* AIM
Please gather every line of the records that contains the word "grass" and copy each one. Case counts.

# Start of DATASET RECORDS

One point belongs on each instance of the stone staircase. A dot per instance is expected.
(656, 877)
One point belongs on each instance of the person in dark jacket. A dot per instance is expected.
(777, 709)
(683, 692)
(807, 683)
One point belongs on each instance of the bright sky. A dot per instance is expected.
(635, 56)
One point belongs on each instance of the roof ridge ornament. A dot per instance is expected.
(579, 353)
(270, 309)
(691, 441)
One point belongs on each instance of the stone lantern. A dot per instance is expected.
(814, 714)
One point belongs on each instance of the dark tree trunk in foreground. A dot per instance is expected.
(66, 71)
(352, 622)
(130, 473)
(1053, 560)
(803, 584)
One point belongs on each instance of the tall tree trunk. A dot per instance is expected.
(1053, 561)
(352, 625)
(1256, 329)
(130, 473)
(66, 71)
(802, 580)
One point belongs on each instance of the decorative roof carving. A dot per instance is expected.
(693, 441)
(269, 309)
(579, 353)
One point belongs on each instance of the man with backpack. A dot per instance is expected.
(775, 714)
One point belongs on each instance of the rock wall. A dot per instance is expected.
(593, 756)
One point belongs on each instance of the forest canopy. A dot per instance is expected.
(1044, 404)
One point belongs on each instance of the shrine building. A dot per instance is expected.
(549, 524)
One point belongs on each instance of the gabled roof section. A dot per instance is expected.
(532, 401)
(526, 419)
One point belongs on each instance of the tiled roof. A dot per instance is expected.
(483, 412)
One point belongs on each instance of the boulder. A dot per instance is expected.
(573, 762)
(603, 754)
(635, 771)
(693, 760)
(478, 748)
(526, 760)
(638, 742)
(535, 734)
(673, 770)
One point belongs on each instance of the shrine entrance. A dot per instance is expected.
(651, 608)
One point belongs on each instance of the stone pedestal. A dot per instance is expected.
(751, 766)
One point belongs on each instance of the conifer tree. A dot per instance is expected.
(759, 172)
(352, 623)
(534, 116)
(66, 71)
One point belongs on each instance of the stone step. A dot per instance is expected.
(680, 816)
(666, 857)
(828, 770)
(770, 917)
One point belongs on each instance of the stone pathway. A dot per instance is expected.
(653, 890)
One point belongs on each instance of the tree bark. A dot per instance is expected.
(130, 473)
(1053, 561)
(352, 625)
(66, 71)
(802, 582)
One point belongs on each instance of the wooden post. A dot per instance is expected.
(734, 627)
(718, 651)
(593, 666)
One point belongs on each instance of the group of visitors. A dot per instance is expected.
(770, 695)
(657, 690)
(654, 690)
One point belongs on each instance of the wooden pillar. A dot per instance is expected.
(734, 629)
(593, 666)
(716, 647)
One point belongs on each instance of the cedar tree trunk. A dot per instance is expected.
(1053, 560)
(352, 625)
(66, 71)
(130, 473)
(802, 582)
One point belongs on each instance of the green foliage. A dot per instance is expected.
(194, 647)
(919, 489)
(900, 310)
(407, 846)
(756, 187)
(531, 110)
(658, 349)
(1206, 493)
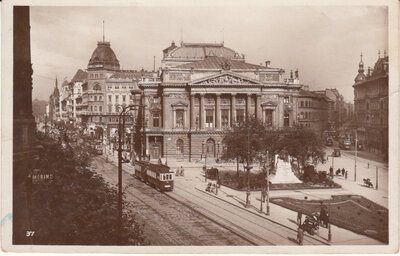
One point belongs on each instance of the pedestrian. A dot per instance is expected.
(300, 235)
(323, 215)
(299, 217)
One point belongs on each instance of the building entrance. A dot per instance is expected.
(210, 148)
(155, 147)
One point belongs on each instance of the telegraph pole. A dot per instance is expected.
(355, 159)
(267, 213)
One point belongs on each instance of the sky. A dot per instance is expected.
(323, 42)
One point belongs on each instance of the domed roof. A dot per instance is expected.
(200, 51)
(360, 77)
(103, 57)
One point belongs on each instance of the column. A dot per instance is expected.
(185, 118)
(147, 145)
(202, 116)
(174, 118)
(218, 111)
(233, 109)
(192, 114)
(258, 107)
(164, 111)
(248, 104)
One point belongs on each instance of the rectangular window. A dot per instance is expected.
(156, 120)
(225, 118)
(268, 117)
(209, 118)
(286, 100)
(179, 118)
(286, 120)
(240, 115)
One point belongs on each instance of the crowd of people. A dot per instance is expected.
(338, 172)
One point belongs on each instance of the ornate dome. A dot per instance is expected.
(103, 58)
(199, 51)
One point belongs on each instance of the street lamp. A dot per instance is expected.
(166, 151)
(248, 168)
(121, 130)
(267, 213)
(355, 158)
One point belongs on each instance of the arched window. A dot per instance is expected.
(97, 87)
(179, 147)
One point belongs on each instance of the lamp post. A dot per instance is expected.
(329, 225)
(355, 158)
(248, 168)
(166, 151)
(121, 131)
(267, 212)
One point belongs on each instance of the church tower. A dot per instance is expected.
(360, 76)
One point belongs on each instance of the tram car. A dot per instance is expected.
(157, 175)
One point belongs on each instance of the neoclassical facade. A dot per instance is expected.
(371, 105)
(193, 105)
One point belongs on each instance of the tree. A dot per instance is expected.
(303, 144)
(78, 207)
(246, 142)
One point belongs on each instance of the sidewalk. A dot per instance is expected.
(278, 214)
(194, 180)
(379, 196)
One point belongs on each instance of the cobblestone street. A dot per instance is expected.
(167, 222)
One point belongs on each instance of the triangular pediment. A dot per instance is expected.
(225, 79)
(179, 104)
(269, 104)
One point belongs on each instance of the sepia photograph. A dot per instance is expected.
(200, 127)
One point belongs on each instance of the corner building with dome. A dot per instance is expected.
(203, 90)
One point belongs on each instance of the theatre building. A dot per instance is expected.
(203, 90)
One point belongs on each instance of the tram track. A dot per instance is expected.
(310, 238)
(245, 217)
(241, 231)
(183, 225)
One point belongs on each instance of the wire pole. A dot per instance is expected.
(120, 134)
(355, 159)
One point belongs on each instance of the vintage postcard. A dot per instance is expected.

# End of DATASET RECORDS
# Start of DATASET RECORDS

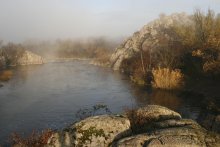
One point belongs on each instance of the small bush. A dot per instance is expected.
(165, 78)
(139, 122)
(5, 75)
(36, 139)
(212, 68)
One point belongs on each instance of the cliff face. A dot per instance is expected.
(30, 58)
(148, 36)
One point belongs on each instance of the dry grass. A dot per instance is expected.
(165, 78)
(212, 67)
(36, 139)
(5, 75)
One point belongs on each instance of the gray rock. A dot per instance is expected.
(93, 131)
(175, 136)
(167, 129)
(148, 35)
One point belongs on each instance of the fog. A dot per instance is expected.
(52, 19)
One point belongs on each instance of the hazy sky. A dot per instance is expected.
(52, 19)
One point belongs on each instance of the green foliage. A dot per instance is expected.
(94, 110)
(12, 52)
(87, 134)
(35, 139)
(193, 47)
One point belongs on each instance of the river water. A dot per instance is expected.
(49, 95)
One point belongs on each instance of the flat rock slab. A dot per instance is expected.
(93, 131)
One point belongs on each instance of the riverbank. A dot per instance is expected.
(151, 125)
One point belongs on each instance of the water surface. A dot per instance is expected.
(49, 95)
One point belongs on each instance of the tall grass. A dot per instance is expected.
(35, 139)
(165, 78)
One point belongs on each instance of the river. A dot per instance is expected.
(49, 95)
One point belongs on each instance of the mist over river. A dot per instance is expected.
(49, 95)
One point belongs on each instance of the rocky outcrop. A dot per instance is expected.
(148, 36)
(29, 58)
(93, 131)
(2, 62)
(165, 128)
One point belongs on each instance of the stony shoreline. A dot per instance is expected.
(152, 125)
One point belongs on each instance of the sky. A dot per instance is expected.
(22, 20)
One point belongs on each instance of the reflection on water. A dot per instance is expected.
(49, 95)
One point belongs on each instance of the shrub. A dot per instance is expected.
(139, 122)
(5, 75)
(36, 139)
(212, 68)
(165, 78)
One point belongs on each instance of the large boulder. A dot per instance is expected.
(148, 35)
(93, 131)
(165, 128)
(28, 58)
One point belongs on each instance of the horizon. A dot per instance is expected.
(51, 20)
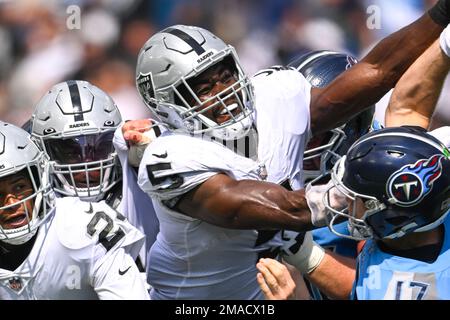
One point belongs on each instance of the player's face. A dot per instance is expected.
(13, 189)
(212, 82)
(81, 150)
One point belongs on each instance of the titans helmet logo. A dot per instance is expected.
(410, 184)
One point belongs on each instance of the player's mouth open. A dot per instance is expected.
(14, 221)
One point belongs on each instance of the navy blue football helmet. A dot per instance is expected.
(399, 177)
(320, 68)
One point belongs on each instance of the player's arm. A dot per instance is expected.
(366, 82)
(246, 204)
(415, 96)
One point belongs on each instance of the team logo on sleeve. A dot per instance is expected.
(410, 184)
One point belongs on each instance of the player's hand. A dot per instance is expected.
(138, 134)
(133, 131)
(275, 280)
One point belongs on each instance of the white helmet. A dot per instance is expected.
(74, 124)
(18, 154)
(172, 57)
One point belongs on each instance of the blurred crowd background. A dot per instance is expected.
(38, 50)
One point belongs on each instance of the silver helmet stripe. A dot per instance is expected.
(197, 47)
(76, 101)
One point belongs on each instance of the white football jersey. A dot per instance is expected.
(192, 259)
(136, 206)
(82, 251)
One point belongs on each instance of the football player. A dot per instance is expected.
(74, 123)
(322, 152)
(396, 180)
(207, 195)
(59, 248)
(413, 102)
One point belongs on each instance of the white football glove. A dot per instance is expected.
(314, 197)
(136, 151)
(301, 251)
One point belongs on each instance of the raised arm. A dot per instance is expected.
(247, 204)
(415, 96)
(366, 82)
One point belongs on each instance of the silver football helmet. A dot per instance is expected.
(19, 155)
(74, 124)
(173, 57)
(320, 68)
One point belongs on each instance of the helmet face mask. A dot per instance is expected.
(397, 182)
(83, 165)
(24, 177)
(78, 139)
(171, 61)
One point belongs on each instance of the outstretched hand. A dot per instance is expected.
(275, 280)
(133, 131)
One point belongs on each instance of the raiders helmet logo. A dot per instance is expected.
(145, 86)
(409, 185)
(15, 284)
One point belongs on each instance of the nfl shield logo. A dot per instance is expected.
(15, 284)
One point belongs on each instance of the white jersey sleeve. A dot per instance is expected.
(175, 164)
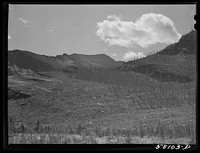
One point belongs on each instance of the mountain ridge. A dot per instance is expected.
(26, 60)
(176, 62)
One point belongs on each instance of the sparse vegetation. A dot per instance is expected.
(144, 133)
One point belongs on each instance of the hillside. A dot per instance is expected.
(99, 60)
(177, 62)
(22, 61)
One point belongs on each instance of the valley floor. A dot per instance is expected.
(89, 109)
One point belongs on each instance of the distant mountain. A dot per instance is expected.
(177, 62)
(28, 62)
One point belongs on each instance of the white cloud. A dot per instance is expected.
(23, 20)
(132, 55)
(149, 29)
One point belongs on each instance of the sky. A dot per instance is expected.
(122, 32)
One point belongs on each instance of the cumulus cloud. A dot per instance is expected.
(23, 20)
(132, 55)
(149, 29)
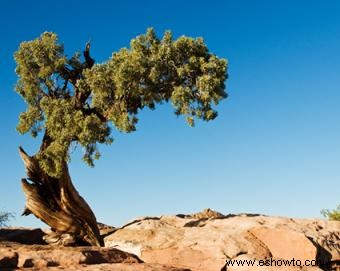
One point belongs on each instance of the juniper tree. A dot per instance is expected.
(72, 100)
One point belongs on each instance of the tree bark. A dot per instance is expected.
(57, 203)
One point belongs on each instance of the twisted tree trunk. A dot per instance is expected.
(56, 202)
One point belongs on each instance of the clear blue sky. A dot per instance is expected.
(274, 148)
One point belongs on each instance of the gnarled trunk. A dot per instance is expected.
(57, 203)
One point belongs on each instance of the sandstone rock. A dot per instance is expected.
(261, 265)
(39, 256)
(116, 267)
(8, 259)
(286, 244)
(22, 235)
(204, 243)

# End of DATASET RECORDS
# Start of DATASET RECORDS

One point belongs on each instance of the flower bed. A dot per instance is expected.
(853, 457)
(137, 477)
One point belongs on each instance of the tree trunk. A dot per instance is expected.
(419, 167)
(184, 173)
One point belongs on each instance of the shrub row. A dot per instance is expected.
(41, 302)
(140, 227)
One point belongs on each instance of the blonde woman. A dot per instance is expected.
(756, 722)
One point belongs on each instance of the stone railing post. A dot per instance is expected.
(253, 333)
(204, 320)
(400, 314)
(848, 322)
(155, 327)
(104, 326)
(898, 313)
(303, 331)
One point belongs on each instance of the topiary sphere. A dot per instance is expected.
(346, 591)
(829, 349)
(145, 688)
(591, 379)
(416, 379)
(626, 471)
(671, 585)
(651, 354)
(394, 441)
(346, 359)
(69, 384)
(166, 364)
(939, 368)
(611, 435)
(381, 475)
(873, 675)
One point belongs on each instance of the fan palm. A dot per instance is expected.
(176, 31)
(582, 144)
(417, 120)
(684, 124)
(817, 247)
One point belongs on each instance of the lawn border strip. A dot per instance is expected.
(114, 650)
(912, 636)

# End of DATASET RECORDS

* EXERCISE SOLUTION
One point belongs on each instance of the dry grass. A dot per instance is expected.
One point belongs on each instance of the tall grass. A dot per instance is expected.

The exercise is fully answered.